EXERCISE BRIEF: From the line that contains "Would you be able to point at the reflected" down to the last line of the data below, transcribe every line exactly.

SOURCE DATA:
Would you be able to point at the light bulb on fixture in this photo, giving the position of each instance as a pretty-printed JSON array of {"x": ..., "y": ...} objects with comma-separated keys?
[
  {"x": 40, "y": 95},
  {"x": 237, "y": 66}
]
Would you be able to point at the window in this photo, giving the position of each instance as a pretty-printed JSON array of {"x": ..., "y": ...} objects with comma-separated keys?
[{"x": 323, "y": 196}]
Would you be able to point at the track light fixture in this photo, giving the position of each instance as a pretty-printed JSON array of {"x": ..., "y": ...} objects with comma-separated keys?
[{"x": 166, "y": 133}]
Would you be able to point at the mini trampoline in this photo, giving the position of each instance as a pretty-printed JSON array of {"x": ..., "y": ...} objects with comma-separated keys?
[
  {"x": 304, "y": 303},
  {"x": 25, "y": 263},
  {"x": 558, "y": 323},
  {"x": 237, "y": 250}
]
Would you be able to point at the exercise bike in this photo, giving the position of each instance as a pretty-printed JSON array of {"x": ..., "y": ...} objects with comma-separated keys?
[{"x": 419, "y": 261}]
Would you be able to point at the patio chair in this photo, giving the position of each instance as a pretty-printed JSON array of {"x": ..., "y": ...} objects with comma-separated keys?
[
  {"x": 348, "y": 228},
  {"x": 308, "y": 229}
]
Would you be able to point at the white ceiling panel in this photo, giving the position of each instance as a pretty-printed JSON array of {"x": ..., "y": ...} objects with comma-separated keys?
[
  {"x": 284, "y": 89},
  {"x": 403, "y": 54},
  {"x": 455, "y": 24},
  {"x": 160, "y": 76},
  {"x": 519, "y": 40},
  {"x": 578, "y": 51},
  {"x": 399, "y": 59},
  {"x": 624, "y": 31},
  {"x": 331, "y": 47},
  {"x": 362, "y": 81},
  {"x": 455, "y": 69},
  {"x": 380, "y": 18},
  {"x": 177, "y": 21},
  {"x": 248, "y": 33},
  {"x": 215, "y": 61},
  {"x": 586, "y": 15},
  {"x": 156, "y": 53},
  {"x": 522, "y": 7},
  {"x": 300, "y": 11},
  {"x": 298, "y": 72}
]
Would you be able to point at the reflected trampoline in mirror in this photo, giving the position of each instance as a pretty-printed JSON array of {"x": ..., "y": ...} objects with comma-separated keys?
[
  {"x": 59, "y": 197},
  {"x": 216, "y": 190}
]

SOLUTION BELOW:
Would you be able to point at the reflected trampoline in mirror in this photo, giving the position of each instance as a pretty-printed JSON array of {"x": ..., "y": ...} objects with comma-separated keys?
[
  {"x": 59, "y": 197},
  {"x": 216, "y": 190}
]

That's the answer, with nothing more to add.